[Pointing dataset excerpts]
........

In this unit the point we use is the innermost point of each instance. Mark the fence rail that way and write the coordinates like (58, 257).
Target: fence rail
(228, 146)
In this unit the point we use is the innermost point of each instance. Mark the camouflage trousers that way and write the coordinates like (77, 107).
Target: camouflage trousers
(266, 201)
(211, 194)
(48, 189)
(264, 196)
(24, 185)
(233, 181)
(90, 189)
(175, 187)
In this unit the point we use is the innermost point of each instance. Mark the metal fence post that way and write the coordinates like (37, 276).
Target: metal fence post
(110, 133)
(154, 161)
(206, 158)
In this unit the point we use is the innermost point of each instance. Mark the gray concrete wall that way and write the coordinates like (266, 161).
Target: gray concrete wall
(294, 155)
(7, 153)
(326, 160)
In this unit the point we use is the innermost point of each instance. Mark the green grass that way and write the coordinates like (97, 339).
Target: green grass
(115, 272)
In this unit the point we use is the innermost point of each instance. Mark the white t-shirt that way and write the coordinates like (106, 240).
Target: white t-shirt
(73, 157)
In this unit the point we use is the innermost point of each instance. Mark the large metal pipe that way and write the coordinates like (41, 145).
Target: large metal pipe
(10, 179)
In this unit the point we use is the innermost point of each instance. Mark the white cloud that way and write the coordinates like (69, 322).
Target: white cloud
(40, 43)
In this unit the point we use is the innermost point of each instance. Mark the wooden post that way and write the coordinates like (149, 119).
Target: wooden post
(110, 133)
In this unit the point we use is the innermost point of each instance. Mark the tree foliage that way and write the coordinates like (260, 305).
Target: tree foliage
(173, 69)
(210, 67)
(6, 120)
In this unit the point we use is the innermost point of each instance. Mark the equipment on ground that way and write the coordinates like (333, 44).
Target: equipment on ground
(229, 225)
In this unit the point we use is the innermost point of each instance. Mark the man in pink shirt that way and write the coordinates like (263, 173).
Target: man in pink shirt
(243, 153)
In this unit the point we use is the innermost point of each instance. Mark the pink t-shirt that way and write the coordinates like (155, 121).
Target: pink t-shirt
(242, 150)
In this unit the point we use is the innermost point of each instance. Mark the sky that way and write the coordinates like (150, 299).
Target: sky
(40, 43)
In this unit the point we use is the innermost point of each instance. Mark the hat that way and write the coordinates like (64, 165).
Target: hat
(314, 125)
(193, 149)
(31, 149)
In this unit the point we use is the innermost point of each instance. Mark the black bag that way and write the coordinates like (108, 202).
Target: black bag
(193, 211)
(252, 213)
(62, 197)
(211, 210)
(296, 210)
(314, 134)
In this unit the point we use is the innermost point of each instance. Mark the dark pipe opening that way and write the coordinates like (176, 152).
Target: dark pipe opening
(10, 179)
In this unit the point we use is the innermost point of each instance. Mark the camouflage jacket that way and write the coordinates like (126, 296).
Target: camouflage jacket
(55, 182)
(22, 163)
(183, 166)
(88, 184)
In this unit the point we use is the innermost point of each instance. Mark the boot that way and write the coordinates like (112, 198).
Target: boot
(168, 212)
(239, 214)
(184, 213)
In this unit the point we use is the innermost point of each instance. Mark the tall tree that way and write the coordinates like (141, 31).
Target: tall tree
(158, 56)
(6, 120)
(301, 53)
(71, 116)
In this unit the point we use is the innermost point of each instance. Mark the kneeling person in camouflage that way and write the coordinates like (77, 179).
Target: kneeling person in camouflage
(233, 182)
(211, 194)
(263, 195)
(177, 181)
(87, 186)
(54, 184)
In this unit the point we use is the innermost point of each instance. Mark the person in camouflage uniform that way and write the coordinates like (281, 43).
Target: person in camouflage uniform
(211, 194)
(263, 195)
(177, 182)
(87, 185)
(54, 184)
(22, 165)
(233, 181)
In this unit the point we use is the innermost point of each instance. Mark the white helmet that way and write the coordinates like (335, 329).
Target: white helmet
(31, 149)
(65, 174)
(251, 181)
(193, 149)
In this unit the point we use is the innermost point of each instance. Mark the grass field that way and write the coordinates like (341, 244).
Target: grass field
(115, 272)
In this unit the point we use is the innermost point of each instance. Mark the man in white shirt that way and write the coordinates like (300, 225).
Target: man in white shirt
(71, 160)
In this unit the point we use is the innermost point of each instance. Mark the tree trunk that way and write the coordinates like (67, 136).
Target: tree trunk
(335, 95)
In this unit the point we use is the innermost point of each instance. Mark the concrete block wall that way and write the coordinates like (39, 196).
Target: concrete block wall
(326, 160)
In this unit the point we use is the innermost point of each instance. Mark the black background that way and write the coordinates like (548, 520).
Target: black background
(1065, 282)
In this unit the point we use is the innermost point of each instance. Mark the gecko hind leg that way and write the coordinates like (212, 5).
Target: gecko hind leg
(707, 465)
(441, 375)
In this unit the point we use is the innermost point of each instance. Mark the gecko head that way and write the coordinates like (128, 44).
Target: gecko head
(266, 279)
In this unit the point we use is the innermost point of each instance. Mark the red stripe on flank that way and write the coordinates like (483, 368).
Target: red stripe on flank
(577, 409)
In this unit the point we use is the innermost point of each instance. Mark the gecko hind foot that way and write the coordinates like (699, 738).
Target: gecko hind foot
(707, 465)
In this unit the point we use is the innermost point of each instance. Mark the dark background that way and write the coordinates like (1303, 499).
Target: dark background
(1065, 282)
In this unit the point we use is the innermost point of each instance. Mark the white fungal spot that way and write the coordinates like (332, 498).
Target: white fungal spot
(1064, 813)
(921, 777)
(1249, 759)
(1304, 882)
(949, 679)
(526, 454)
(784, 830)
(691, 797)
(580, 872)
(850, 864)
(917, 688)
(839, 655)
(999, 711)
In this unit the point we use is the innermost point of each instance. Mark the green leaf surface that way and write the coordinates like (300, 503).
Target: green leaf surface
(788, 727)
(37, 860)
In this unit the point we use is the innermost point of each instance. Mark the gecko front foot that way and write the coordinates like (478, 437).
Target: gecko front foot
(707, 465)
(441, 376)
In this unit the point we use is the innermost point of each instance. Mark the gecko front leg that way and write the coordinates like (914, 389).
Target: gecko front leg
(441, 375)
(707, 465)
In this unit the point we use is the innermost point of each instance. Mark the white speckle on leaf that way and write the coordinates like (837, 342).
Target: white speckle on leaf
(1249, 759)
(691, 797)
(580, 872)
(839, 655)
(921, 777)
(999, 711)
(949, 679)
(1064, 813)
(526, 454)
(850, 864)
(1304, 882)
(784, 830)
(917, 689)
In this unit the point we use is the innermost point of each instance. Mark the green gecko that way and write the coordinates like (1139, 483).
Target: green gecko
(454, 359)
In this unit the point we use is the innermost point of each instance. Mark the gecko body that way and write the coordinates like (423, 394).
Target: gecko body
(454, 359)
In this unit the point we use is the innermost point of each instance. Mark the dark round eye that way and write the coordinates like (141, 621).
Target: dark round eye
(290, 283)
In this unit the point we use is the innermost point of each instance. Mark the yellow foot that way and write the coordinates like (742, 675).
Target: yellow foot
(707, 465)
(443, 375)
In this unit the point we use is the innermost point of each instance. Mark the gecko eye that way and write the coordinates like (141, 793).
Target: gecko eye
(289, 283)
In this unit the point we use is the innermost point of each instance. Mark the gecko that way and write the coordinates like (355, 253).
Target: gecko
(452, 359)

........

● Problem description:
Retype nothing except the lines from the line holding "like (300, 503)." through the last line of the entries, both included.

● Written solution:
In this unit the point we use is the innermost point of each instance. Mark the green leaf surface that way and write the coordinates like (300, 503).
Target: green leaf surface
(788, 727)
(37, 860)
In this unit the point we use is the innermost point of each instance. Mark the gecko front foot that way and write the coordinates like (478, 437).
Target: gecko front foot
(707, 465)
(441, 376)
In this unit the point we use is the innermost point of each instance. Mark the gecko front leg that way and write the coordinates like (914, 389).
Target: gecko front leg
(441, 375)
(707, 465)
In this unit the point we use is the innermost point of each instance. Mark the white speckle on leaf that way and write the coordinates like (837, 342).
Target: white speckle on leaf
(1249, 759)
(691, 797)
(580, 872)
(839, 655)
(921, 777)
(999, 711)
(949, 679)
(1064, 813)
(526, 454)
(850, 864)
(1304, 882)
(784, 830)
(917, 689)
In this unit the point we use is the innermost point of each instance. Mark the green gecko that way and write the coordinates like (1139, 483).
Target: green gecko
(454, 359)
In this unit the point we use is the innermost point of each instance. Mark the gecko body that way and write the coordinates like (423, 394).
Target: gecko body
(454, 359)
In this unit the point we use is the innermost point of each instance. Mark the dark round eye that way and write the coordinates like (141, 621).
Target: dark round eye
(290, 283)
In this unit the point we use is the innermost point of each instance. Mark the yellow foot that way and write the coordinates like (742, 675).
Target: yellow foot
(707, 465)
(443, 375)
In this unit the point we use is the innermost point of each instance. Mark the gecko eye that way and write the coordinates like (141, 793).
Target: gecko eye
(289, 283)
In this unit the point we use is the innermost point of each instance. Mark the gecko that way and write the coordinates like (355, 253).
Target: gecko
(452, 359)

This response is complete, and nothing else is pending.